What is required: All of the data below should be written out again exactly.

Saved entries
#####
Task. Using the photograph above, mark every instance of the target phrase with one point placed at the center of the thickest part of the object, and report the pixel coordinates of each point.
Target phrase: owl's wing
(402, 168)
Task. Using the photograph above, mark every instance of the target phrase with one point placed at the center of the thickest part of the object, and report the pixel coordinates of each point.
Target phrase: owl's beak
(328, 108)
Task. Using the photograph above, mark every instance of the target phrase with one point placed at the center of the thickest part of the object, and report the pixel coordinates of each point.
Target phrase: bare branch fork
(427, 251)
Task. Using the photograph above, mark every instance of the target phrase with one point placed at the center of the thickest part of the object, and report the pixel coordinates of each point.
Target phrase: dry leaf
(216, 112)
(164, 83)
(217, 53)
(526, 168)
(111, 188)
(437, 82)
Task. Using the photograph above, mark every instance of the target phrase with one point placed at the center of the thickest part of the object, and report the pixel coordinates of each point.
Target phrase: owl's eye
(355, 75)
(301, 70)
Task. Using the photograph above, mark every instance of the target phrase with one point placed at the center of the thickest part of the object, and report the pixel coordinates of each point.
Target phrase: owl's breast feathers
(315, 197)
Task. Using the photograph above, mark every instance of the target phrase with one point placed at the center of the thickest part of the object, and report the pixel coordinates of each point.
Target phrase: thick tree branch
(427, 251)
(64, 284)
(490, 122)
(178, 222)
#####
Answer section:
Task. Using the photograph above, mark every instance of the target phrase with one point placed at the center of the thickest part of the object, and report the pixel coordinates of each point.
Target phrase: owl's wing
(402, 168)
Task. Using the photograph above, mark every instance of the target phrase with one point placed at the center of the thickest part of the object, and report the pixel coordinates of each point.
Target phrase: owl's beak
(328, 108)
Task. Using the photograph above, mark every instance of the target phrase with one point placed at the center of the thickest part of the object, and report the pixel coordinates of each point.
Target phrase: bare branch fork
(427, 251)
Task. Using the photograph above, mark every instance of the target phrase with one point placed at the center of the thickest part of the object, and report the pixel coordinates of each point.
Target phrase: dry leaf
(216, 112)
(164, 83)
(217, 53)
(526, 168)
(111, 188)
(437, 82)
Task. Using the photograph above, mark every instance of the target phrase with one point placed at the center of the thickest part of the object, and report the pixel coordinates of each point.
Target phrase: owl's eye
(355, 75)
(301, 70)
Task. Using the photograph above, mark every instance of the target phrase with one point placed at the center of the thickest part of the object, and report the pixel coordinates of each point.
Target phrase: owl's breast feathers
(315, 197)
Task. Using the photograph above, mark every instance of the target phrase with one point placed at the center of the thickest part of the object, and report the pixel coordinates of each point.
Target phrase: thick tree branch
(427, 251)
(64, 284)
(490, 122)
(178, 222)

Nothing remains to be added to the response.